[Stored data entries]
+++
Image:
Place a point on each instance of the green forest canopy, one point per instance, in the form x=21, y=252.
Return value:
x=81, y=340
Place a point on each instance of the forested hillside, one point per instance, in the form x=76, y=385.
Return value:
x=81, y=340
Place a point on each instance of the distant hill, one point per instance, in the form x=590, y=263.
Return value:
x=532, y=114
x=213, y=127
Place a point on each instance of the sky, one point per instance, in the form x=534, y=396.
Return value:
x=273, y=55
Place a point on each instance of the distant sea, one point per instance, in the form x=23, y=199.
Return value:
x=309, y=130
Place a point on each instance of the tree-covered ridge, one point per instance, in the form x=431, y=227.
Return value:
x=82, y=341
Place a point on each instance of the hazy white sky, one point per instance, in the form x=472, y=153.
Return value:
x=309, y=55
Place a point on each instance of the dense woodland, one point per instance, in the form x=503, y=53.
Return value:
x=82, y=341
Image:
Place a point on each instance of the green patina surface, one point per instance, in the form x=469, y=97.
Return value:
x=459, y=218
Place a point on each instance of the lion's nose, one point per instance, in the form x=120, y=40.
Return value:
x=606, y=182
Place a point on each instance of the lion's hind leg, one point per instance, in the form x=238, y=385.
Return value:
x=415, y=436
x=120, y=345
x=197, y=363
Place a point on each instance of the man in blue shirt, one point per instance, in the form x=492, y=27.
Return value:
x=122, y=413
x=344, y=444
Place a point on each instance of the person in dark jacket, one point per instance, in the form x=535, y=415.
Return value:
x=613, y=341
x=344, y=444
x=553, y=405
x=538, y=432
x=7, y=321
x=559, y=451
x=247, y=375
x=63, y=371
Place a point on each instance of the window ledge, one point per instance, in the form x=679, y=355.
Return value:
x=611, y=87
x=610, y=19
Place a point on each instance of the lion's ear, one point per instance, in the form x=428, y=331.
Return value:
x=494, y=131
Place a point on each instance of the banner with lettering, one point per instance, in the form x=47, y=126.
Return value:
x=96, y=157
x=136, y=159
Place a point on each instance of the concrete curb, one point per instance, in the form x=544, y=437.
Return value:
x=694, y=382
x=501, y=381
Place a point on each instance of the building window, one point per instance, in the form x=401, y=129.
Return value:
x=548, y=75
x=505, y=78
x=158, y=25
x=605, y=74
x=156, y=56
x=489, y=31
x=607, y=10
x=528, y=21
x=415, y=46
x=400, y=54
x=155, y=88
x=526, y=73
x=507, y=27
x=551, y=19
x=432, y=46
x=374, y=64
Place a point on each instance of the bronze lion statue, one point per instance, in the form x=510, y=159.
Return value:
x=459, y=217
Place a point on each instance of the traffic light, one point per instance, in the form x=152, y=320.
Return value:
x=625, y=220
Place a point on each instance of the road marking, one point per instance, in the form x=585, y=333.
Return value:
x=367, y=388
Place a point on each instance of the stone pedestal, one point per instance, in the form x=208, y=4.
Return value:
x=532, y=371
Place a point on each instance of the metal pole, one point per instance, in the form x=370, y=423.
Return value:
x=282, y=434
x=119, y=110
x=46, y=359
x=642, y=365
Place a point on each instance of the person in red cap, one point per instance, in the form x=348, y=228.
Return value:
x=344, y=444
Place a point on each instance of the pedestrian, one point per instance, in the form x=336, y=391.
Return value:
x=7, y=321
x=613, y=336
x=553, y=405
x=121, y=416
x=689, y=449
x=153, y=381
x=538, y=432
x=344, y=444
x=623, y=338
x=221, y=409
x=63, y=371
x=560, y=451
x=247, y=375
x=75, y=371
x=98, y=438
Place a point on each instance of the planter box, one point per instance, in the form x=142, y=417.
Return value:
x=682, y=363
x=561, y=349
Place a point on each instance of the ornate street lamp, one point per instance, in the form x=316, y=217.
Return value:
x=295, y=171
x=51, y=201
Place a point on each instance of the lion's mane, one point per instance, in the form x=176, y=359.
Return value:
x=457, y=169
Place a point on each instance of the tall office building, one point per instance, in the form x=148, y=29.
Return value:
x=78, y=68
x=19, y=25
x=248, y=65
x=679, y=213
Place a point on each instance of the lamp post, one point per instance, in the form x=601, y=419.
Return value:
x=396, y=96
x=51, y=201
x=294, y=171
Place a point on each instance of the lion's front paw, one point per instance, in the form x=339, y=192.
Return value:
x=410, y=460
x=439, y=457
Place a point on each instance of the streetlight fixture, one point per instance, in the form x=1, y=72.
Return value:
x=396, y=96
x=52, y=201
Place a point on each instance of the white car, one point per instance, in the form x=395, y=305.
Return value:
+++
Directions for this task
Each record above should be retyped in full, exactly as shown.

Worked solution
Image:
Place a point on each instance of the green forest canopy, one point per instance, in the form x=21, y=252.
Return value:
x=81, y=340
Place a point on each instance of the forested hillside, one point per instance, in the form x=76, y=385.
Return value:
x=81, y=340
Place a point on each instance of the distant hill, one point per instance, in the form x=590, y=263.
Return value:
x=532, y=114
x=213, y=127
Place a point on each instance of the sky, one point per instance, in the form x=534, y=396.
Return value:
x=273, y=55
Place a point on each instance of the distant sea, one point per instance, in the form x=23, y=199.
Return value:
x=309, y=130
Place a point on each instance of the tree-covered ridge, one point per instance, in the form x=431, y=227.
Return value:
x=82, y=341
Place a point on each instance of the hazy white sky, one point per instance, in the form x=472, y=153.
Return value:
x=309, y=55
Place a point on each instance of the dense woodland, one point per instance, in the form x=503, y=53.
Return value:
x=82, y=341
Image:
Place a point on each instance of the green patina surface, one point per instance, in the form x=469, y=97.
Return value:
x=459, y=218
Place a point on each instance of the lion's nose, one point per instance, in the form x=120, y=40.
Return value:
x=606, y=182
Place a point on each instance of the lion's hind leg, one point per instance, in the form x=238, y=385.
Return value:
x=415, y=436
x=120, y=345
x=197, y=363
Place a point on each instance of the man in blue shirt, one point per instance, in the form x=492, y=27.
Return value:
x=122, y=413
x=344, y=444
Place a point on each instance of the person in dark jacket, one point per instance, in the form x=535, y=415.
Return value:
x=613, y=341
x=344, y=444
x=553, y=405
x=538, y=432
x=7, y=321
x=559, y=451
x=247, y=375
x=63, y=371
Place a point on each instance of the window ledge, one point per instance, in the form x=679, y=355.
Return value:
x=611, y=87
x=610, y=19
Place a point on each instance of the lion's ear, one point per instance, in the form x=428, y=331.
Return value:
x=494, y=131
Place a point on each instance of the banner with lettering, one point per instance, in the form x=47, y=126.
Return value:
x=96, y=157
x=136, y=159
Place a point on each instance of the concrete curb, one point per instance, in the form x=544, y=437.
Return value:
x=694, y=382
x=501, y=381
Place a point on each instance of the building window, one point per instance, in the form x=401, y=129.
Return value:
x=548, y=75
x=505, y=78
x=158, y=25
x=605, y=74
x=156, y=56
x=489, y=31
x=607, y=10
x=528, y=21
x=415, y=46
x=400, y=54
x=155, y=88
x=526, y=73
x=507, y=27
x=551, y=19
x=432, y=46
x=374, y=64
Place a point on each instance of the bronze lion statue, one point per instance, in the form x=510, y=159.
Return value:
x=459, y=217
Place a point on each instance of the traffic light, one point per instance, in the form x=152, y=320.
Return value:
x=625, y=220
Place a point on each instance of the road marking, one point per instance, in the form x=585, y=333.
Return value:
x=367, y=388
Place a point on each instance of the stone pedestal, one point per instance, in the form x=208, y=4.
Return value:
x=532, y=371
Place a point on each instance of the metal pole, one point per instance, in the form x=370, y=423.
Return value:
x=282, y=434
x=119, y=110
x=46, y=359
x=642, y=365
Place a point on each instance of the person in red cap, one point per instance, in the form x=348, y=228.
Return value:
x=344, y=444
Place a point on each instance of the pedestrian, one point per instance, in the form x=336, y=391.
Return value:
x=7, y=321
x=613, y=336
x=553, y=405
x=121, y=416
x=689, y=449
x=153, y=381
x=538, y=432
x=344, y=444
x=623, y=338
x=221, y=409
x=63, y=371
x=560, y=451
x=247, y=375
x=75, y=371
x=98, y=438
Place a point on each instance of the planter box, one point per instance, in the form x=142, y=417.
Return value:
x=682, y=363
x=561, y=349
Place a point on each instance of the ornate street lamp, one point per instance, in the form x=316, y=217.
Return value:
x=295, y=171
x=51, y=201
Place a point on each instance of the lion's mane, one point per instance, in the form x=176, y=359.
Return value:
x=457, y=169
Place a point on each instance of the tall office building, one point per instance, in the form x=148, y=29.
Return value:
x=78, y=68
x=19, y=25
x=248, y=65
x=679, y=213
Place a point on each instance of the lamp post, one point per instance, in the form x=601, y=419.
Return value:
x=396, y=96
x=51, y=201
x=294, y=171
Place a point on each instance of the lion's front paw, one point per instance, in the form x=339, y=192.
Return value:
x=410, y=460
x=439, y=457
Place a point on each instance of the streetlight fixture, one point per instance, in the form x=1, y=72.
Return value:
x=396, y=96
x=52, y=201
Place a point on each instance of the white car, one point per instance, in the form x=395, y=305.
Return value:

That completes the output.